**MATERIAL PROVIDED:**

──────────────────────────────

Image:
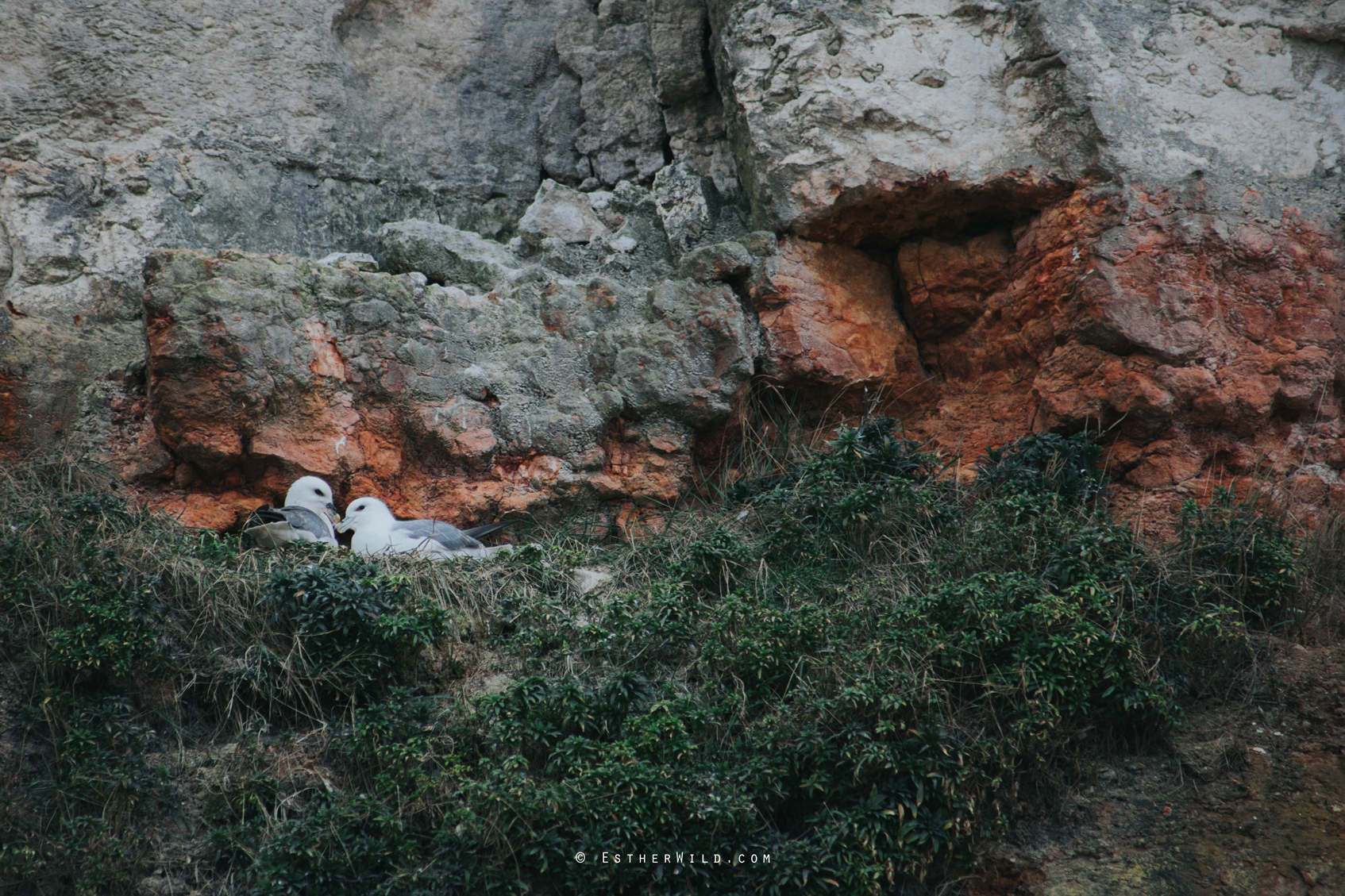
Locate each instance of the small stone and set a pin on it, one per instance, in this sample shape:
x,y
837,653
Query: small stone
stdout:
x,y
356,260
932,77
560,213
445,255
589,580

──────────────────────────────

**TASK DESCRIPTION:**
Rewrite all of the rows above, including their requests, and offset each coordinate in the answers by adding 64 to it, leaving the sample coordinates inside the requests unchanged. Omit the pictures from your answer.

**RESPONSE TO THE TASK:**
Image:
Locate each instance of the small stone and set a pin on it, one per instance, in this sample shape:
x,y
837,653
Query: small stone
stdout:
x,y
420,324
996,141
624,277
509,319
653,644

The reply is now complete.